The Roundup : critique du dernier pain pour Busan

Lino Cassinat | 10 décembre 2022
Lino Cassinat | 10 décembre 2022

Suite de The Outlaws, le film The Roundup de Lee Sang-Yong propose d'accompagner l'inspecteur Ma dans une nouvelle intrigue qui l'emmènera au Viêt-nam enquêter sur la disparition en pays étranger d'un riche touriste coréen. Long-métrage le plus vu en Corée du Sud en 2022 où il a attiré 12,6 millions de spectateurs (soit 5 millions de plus que le premier volet !), The Roundup est une savoureuse aventure policière. Ancrée dans un classicisme désuet à la fois un peu trop attendu et en même temps difficilement résistible, l'œuvre la plus populaire de l'année en Corée du Sud convainc grâce à son humour, ses combats brutaux et son remarquable interprète principal Dong-seok Ma (ou parfois appelé Don Lee).

**********

◆ CONSIGNES:
1 > Énumérez les atouts grâce auxquels, selon la critique de The Roundup, le film convainc.
2 > D'après la critique de The Roundup, expliquez en une à trois phrases pourquoi l'inspecteur Ma se rend au Viêt-nam.
3 > Recopiez le passage de la critique de The Roundup qui va de "The Roundup : critique" jusqu'à "appelé Don Lee).".

**********

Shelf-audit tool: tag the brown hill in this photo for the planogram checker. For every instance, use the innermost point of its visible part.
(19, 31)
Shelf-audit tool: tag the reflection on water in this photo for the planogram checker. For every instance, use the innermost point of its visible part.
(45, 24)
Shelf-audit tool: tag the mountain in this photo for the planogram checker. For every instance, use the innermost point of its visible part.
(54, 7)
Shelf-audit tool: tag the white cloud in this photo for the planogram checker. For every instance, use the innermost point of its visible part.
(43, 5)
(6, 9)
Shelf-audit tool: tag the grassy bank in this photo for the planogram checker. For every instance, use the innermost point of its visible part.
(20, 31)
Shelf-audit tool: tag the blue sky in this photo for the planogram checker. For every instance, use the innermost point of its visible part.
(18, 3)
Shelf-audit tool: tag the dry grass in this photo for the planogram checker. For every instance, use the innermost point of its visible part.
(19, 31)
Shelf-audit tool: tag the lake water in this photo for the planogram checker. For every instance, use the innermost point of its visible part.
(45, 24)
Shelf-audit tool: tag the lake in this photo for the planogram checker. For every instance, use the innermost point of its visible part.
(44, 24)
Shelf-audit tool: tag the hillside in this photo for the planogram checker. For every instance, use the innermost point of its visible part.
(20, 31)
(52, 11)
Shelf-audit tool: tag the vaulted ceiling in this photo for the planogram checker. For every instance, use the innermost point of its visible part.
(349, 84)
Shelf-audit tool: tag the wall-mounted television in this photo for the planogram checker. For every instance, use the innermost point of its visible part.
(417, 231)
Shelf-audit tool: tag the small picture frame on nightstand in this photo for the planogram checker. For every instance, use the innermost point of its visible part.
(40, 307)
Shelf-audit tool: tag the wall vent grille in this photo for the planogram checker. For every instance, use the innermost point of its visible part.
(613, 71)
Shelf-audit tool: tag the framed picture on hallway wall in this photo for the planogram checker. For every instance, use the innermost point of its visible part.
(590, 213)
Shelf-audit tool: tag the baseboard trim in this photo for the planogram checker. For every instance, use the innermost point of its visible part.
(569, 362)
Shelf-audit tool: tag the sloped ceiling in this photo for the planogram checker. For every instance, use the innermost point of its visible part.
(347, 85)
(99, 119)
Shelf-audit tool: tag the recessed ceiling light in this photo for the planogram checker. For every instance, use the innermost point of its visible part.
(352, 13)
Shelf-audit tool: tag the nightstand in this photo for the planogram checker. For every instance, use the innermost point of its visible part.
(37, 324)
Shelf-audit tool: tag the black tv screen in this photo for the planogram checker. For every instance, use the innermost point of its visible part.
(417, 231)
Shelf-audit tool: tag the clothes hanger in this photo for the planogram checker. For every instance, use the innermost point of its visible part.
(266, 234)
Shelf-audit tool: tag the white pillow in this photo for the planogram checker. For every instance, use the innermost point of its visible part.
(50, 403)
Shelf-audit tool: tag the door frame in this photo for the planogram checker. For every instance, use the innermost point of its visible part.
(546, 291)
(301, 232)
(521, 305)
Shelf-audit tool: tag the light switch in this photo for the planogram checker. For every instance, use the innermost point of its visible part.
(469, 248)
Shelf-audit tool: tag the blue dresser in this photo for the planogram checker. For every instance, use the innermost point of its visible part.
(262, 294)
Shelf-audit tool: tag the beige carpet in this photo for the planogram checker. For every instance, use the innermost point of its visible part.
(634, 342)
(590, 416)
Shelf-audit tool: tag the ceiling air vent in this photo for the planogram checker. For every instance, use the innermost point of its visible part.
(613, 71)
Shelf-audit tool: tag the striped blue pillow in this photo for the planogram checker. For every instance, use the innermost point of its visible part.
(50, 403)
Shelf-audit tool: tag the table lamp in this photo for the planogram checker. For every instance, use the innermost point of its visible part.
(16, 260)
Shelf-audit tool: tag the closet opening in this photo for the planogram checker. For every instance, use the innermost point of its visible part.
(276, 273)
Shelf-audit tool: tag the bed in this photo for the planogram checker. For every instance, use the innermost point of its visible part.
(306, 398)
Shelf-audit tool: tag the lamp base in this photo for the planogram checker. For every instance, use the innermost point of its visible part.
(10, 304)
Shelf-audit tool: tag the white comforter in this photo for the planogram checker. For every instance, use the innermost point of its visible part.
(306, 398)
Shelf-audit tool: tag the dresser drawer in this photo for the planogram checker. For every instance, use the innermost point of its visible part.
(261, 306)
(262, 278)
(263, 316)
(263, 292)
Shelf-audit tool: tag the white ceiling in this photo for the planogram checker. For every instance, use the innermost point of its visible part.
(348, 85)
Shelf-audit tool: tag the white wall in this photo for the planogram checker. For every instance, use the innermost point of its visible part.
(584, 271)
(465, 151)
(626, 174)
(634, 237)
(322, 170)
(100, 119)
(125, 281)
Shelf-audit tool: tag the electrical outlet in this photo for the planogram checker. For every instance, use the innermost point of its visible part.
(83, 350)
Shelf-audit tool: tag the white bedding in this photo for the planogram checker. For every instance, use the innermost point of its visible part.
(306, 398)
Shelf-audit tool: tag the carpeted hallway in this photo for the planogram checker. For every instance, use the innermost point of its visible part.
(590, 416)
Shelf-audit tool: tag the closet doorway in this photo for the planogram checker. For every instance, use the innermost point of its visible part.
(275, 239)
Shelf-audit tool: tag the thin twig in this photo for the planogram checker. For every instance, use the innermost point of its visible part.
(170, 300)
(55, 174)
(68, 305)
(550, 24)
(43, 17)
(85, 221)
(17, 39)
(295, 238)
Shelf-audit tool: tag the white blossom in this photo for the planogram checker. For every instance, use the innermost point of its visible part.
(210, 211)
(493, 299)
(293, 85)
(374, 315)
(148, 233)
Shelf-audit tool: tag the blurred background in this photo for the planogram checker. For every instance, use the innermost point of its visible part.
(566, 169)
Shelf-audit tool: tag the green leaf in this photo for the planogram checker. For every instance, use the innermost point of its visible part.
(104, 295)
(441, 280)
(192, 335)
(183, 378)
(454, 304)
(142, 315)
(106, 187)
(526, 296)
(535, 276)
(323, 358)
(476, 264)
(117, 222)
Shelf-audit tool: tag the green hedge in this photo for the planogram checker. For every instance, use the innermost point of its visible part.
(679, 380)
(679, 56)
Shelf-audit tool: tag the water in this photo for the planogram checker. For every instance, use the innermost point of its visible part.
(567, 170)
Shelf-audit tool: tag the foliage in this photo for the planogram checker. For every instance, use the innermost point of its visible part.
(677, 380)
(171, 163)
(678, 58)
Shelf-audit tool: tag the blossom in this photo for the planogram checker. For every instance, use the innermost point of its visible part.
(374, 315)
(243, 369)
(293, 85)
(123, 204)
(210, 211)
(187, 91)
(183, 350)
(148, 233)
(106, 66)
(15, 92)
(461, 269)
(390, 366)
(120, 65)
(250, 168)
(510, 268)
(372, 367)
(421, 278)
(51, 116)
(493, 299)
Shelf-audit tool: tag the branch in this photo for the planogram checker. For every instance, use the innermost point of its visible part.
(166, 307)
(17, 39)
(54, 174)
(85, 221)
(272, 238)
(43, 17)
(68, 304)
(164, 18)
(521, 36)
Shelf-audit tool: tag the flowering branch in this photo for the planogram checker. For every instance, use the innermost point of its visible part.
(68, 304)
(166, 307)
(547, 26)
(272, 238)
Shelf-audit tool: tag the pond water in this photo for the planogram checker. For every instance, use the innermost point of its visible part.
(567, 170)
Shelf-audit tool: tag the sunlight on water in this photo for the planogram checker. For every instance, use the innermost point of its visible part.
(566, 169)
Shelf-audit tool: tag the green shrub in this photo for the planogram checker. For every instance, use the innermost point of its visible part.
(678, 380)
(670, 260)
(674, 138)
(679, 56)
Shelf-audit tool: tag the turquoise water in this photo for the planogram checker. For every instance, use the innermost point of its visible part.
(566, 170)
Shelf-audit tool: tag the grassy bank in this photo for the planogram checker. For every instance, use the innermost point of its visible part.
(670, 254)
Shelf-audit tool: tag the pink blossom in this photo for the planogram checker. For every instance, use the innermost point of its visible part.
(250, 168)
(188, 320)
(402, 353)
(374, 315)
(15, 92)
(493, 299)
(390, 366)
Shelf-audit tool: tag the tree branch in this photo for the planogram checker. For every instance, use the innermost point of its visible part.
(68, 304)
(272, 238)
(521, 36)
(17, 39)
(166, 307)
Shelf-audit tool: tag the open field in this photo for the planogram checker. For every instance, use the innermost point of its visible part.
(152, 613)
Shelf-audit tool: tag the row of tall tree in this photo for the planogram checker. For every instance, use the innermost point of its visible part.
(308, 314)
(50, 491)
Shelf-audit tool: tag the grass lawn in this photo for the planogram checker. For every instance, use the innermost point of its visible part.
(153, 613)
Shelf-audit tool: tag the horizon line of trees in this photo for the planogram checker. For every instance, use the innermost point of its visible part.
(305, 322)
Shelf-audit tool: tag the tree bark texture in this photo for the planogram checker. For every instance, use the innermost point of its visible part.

**********

◆ CORRIGÉS:
1 > Son humour, ses combats brutaux et son remarquable interprète principal Dong-seok Ma (ou parfois appelé Don Lee).

2 > Il y part pour enquêter sur la disparition d'un riche touriste coréen en pays étranger.

3 >
The Roundup : critique du dernier pain pour Busan

Lino Cassinat | 10 décembre 2022
Lino Cassinat | 10 décembre 2022

Suite de The Outlaws, le film The Roundup de Lee Sang-Yong propose d'accompagner l'inspecteur Ma dans une nouvelle intrigue qui l'emmènera au Viêt-nam enquêter sur la disparition en pays étranger d'un riche touriste coréen. Long-métrage le plus vu en Corée du Sud en 2022 où il a attiré 12,6 millions de spectateurs (soit 5 millions de plus que le premier volet !), The Roundup est une savoureuse aventure policière. Ancrée dans un classicisme désuet à la fois un peu trop attendu et en même temps difficilement résistible, l'œuvre la plus populaire de l'année en Corée du Sud convainc grâce à son humour, ses combats brutaux et son remarquable interprète principal Dong-seok Ma (ou parfois appelé Don Lee).